_Excerpt to read_:
****************************************

Made in China: Help, I’m a Prisoner in a Chinese . . .

 

 

 

 

Editor’s Note: Theater Pizzazz has the rare privilege of offering separate reviews of Made in China by two of our esteemed critics. The following is Samuel L. Leiter’s review. After enjoying this one, we invite you to read Joel Benjamin’s review here.

 

 

by Samuel L. Leiter

 

Remember the old joke about finding a message in a fortune cookie that read: “Help, I’m a prisoner in a Chinese fortune cookie factory”? Well, you may also remember that in 2014 something remarkably similar happened when a New York woman who’d bought a pair of boots at Saks Fifth Avenue found a letter in her shopping bag from a man claiming to be a prisoner in a Chinese slave-labor factory.

 

This story is the inspiration for the satirical puppet musical, Made in China, created by Wakka Wakka, a brilliant puppetry troupe devoted to producing seriously funny works about important socio-political issues, like their 2013 Saga, which looked at the 2008 Icelandic financial crisis.

 

Made in China touches on issues of American consumerism and reliance on Chinese manufacturing and labor exploitation; Chinese-American social and financial relations; China’s massive infrastructure investments and growing millionaire class; and China’s human rights infringements. The original events, however, are completely transformed by writer-directors Gwendolyn Warnock and Kirjan Waage (the latter also made the puppets) into a farcical, musical, phantasmagorical odyssey that, while hitting various political marks, remains delightfully engaging throughout its hour and 20 minutes.

 

After a prologue of sorts where a giant panda keeps repeating “Made in China” with a decidedly Trumpian accent, we meet Mary Harrison (Peter Russo), a dumpy, middle-aged divorcée, at home in the naked glory of her pendulous breasts and bushy pudendum, with her dachshund Lily (Dorothy James). Events bring Mary and Lily together with Mary’s equally lonely and middle-aged Chinese neighbor, Eddie Wang (Ariel Estrada) and his dog, Yo-Yo (Andy Manjuck).

****************************************

_Source material_:
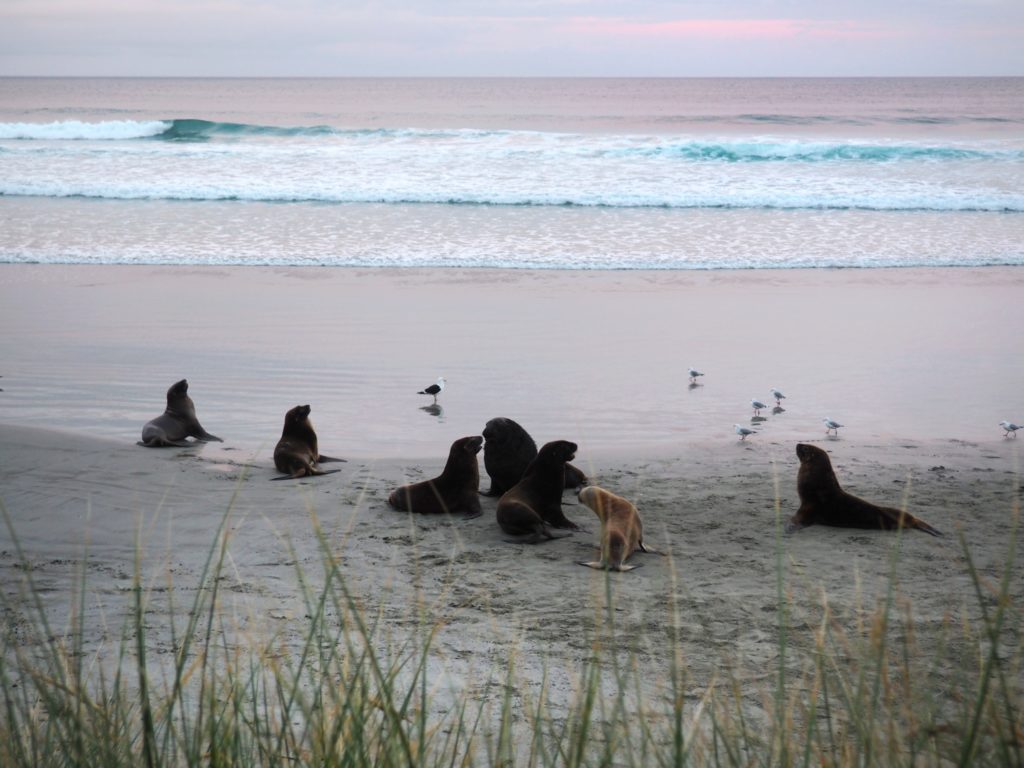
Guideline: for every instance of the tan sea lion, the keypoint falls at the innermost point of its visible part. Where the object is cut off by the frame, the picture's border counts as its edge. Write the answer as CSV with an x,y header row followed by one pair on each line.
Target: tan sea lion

****************************************

_Task instructions_: Which performers does the Made in China review name in parentheses, and which character does each one play?

_Answer to this task_:
- Peter Russo plays Mary Harrison.
- Dorothy James plays Lily, Mary's dachshund.
- Ariel Estrada plays Eddie Wang.
- Andy Manjuck plays Yo-Yo, Eddie's dog.